▶ What to work on: All records below are to be repeated exactly, with the pictures left out.

──────── Data under study

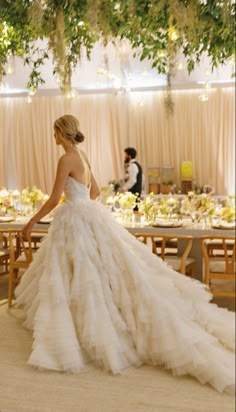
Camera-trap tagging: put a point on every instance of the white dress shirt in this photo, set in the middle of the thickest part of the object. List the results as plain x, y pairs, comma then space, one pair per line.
132, 178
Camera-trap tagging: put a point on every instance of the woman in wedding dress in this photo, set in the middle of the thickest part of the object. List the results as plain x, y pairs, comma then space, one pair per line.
95, 294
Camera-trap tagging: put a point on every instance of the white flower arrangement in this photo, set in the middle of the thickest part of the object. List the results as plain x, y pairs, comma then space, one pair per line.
126, 200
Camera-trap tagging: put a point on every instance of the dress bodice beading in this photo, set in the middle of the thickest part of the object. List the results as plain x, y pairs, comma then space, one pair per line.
75, 191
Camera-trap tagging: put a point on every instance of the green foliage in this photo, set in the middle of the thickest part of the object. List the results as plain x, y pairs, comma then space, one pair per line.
157, 30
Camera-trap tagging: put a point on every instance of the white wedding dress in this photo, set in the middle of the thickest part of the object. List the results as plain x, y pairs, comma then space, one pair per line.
95, 294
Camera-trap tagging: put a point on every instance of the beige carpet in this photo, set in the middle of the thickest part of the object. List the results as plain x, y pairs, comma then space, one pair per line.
147, 389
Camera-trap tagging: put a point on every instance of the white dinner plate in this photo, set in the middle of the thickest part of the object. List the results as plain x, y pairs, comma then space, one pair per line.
167, 224
4, 219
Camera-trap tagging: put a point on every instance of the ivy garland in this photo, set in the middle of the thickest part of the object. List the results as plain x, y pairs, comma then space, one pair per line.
156, 29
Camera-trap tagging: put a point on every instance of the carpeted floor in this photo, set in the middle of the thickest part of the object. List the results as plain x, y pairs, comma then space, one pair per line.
147, 389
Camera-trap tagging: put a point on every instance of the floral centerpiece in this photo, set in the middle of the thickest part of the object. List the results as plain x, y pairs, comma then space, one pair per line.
6, 202
149, 207
198, 206
153, 207
126, 200
227, 211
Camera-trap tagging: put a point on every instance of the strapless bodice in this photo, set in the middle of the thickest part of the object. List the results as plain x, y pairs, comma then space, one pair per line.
75, 191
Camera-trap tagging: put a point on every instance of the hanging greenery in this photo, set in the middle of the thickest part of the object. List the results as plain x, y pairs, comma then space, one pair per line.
156, 29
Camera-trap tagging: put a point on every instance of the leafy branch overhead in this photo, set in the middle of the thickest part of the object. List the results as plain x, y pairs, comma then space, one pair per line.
156, 29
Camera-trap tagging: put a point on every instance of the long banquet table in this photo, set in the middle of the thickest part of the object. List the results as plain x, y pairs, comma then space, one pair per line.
134, 228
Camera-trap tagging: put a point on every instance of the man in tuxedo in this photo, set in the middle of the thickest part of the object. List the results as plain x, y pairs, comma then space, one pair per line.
133, 172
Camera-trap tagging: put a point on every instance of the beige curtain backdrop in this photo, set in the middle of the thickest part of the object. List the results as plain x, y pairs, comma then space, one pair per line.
203, 133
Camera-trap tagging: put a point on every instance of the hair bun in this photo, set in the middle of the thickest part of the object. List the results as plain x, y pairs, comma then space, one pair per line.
79, 137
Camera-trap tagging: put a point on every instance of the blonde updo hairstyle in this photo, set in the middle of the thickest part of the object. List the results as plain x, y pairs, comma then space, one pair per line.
68, 125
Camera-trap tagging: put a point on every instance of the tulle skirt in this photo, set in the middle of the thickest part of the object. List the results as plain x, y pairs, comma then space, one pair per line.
95, 294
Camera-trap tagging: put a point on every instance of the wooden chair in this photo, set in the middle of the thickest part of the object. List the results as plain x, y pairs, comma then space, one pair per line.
4, 252
182, 264
219, 269
21, 255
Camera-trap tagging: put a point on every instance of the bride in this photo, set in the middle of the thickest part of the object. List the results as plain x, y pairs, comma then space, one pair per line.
95, 294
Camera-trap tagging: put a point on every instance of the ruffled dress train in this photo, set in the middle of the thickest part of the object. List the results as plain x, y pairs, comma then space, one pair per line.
95, 294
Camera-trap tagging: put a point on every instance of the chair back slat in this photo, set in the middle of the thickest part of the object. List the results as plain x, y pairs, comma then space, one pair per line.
219, 266
163, 239
21, 255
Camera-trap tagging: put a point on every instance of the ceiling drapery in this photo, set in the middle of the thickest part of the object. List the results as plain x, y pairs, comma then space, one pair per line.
156, 29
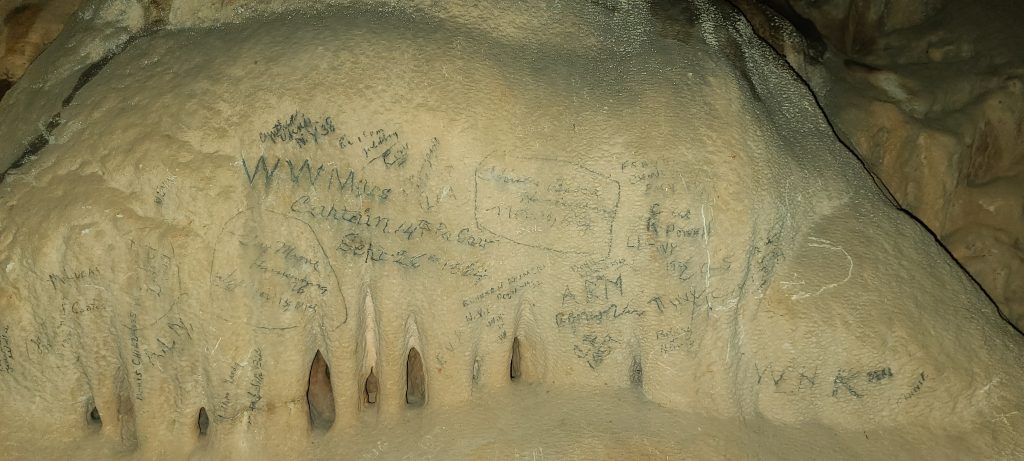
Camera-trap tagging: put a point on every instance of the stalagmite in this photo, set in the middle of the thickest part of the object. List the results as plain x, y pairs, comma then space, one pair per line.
441, 231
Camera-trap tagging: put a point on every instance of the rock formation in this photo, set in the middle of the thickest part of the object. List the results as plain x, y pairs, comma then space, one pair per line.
264, 231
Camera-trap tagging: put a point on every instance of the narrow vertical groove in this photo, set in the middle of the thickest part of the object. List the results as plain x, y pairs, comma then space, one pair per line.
93, 418
320, 394
416, 381
126, 410
203, 422
515, 367
371, 387
370, 366
636, 373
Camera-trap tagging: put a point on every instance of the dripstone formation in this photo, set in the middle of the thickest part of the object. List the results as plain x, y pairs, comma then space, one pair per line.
540, 231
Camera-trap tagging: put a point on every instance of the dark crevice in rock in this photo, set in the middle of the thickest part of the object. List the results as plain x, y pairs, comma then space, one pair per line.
203, 422
44, 138
416, 380
515, 367
94, 418
320, 394
5, 86
371, 387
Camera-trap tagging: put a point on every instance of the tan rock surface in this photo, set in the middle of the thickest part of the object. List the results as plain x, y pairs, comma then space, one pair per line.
558, 232
928, 94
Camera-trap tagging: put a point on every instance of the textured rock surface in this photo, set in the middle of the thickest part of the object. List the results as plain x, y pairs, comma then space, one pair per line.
549, 232
27, 29
929, 94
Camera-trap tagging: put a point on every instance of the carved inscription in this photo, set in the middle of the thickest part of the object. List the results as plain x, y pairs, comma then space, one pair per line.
6, 354
547, 204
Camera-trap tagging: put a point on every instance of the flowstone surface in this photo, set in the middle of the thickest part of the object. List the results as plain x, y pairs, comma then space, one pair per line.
553, 233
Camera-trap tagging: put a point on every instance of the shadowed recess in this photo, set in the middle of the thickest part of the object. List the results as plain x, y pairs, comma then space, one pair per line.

────────────────

▶ Exercise result:
Camera-trap tagging: put a point on every instance of the white dress shirt in this photo, set in the middle of the thickest part of the object. List the results as plain x, y pairs, comma then space, one pair per line.
132, 178
Camera-trap tagging: put a point on every instance of the woman in wedding dress in this photo, set in the middle of the thickest part of the object. List the results as plain x, y pairs, comma then space, one pair per line.
95, 294
Camera-trap tagging: put a point on every instance of the white flower arrangement in this photo, set in the middle of the thickest part of the object. List the results as plain x, y pairs, comma then space, one pair per line.
126, 200
Camera-trap tagging: put a point on every instance of the dress bodice beading in this photo, set in the middle of the thickest part of the object. List the results as plain x, y pairs, comma then space, one pair per line.
75, 191
Camera-trap tagging: put a point on every instance of the green foliage in this photo, set in the middle of the thickest part of the object. List the results as plain x, y pairs, comma then space, one pair per line.
157, 30
Camera-trap tagging: put a point on every instance of the white wedding dress in this photo, set in the middle of the thickest part of the object. List the results as plain x, y pairs, comma then space, one pair per line.
95, 294
Camera-trap tagging: put a point on every instance of the beige carpet in this photo, set in the middle of the thickest part of the object. List the results as plain x, y pairs, comma then space, one pair per line.
147, 389
Camera-trap tagging: put a point on every instance of the white dinner plate in this photo, set in the middle of the thickest part of the object. List the results as plain x, y pairs, comma then space, one pair per line.
167, 224
4, 219
Camera-trap tagging: put a point on every instance of the ivy garland in this photo, set in the middle of the thickest part of the object. List the results as plain x, y pairs, comma then space, one pair per line.
156, 29
Camera-trap tagging: put a point on every instance of the carpeted floor in this photo, set in the middle of the thickest part of the object. List the results as plain x, y pairs, comma then space, one pair per line.
147, 389
Camera-trap tagging: put a point on every instance of the floral centerpiece in this photo, set in the middle of the thickest part of the object. List the results as plain x, y pairs, comma then space, one pair per line.
6, 202
149, 207
198, 206
153, 207
126, 200
227, 211
Camera-trap tagging: put a point on every instance of the strapless bodice in this photo, set in the middle of the thickest part of the object. List the results as plain x, y pairs, comma then space, one pair per line.
75, 191
Camera-trap tagging: put a point on every instance of the hanging greenery in this photo, set in the middle of the thickest part of the object. List the results as plain x, y pairs, comma then space, one pair per line.
156, 29
Camera-trap tagging: put a point on every instance of the leafy branch overhead in this photo, set in the middle of the thickest part of the object. List the results as plain x, y pairs, comma then space, one pair per line.
156, 29
Camera-trap tagging: put a point on every instance of the long banquet table in this photo, set in the middle of the thickest part of the object. List the results as plain x, y pairs, comma then space, one pair per line.
134, 228
Camera-trap tagging: put a point on every instance of the man in tuxedo in this photo, set in the middle of the thickest part of the object. List the results as plain x, y pairs, comma then space, one pair per line.
133, 172
Camera-trap tagging: put a point on every instance of the beige curtain backdrop in this photo, set in the middle of the thickest part of the object. List the results as plain x, y pairs, comma then space, one pair per line.
203, 133
Camera-trap tagging: put a point on every instance of the hair bun in this photo, set in the middle of the thickest part of the object. List the results as plain x, y pairs, comma then space, one pair per line.
79, 137
Camera-trap tagging: put a point on every instance of the blonde updo hairstyle in this photo, set in the middle of the thickest part of the object. List the results as plain x, y pairs, comma then space, one pair per line.
68, 125
Camera-trap tagging: put a point on every instance of the tulle skirt in this photo, set in the middle of the thickest part of the object. List the results as plain x, y pairs, comma then space, one pair per line.
95, 294
Camera-trap tagging: put a point on every instance of the wooden chair in this photo, set in the middle of the thickest part of the object. List the results as plain x, y pairs, comma then space, one pair per line.
4, 252
182, 264
219, 269
21, 255
Camera-trap tagging: put a point on every instance of the bride in this photo, set in the middle of the thickest part of the object. List the results as plain x, y pairs, comma then space, one pair per line.
95, 294
Camera-trap tagging: put a point on every instance of the ruffled dress train in this photo, set in the middle of the thickest part of the object. List the results as plain x, y pairs, comma then space, one pair per line.
95, 294
Camera-trap tagging: put a point on every instance of the chair back slat in this photo, set in the middle of the thickest part of the object. List the results as plain x, y pairs, comma then space, one pair per line.
219, 266
163, 239
21, 255
Camera-trap tagging: put a point on every instance of the ceiling drapery in this photo, set in the middle of the thickest part of the object. List the results as plain x, y pairs, comma then space, one pair per line.
156, 29
Camera-trap tagging: put a point on every instance of the stalagmite in this photo, set in the middle of the thickest part of the object. List the results as plain x, y pairs, comma then space, one pair per line.
441, 231
Camera-trap tagging: put a point on every instance of the rock formation in this photo, set in the middle of the thickest part of the object. List the results as plain x, y pairs, comma then space, one pair per line.
264, 231
Camera-trap tagging: put a point on every instance of the narrow vertical groove in this photo, set in the middle of the thickest part of the object. List the results as plain x, y pairs, comma then space, one pair per line.
93, 418
320, 394
416, 381
126, 410
203, 422
515, 367
371, 387
370, 366
636, 373
Camera-trap tagging: put a point on every instance of the dripstone formation in this photo, set in the middle of the thickest part of the object. List the results as plain x, y pairs, comma then space, one pair per line.
540, 231
Camera-trap tagging: put a point on every instance of the dark crevice in rock in this photo, set in the middle of the thickest part of the object. List the results as plain x, y pairs, comma then space, one pair per line.
203, 422
44, 138
416, 380
515, 367
94, 418
320, 394
5, 86
371, 387
Camera-trap tagging: put a point on every instance of the tan rock surface in this photo, set in the middle of the thickest part of the object. List the results as plain x, y pairs, comma then space, one pair per line.
558, 232
928, 94
Camera-trap tagging: put a point on every instance of the textured rock surface in this photo, set in the middle of the thickest part of the object. List the results as plain x, y pairs, comma then space, one pair per line.
549, 232
27, 29
929, 94
Camera-trap tagging: put a point on every instance of the carved inscription in this photo, set in the middle of the thickest part of the object. List the results as plain x, y pairs, comma then space, one pair per line.
6, 354
547, 204
Camera-trap tagging: put a point on every instance of the flowstone surface in this photo, set in the middle of the thickest part of the object. List the results as plain x, y pairs, comma then space, one pair per line.
553, 233
Camera-trap tagging: put a point on every instance of the shadowed recess in this photo, set in the middle of the thickest part of the object. List the results as plain x, y pairs, comma then space, one pair per line.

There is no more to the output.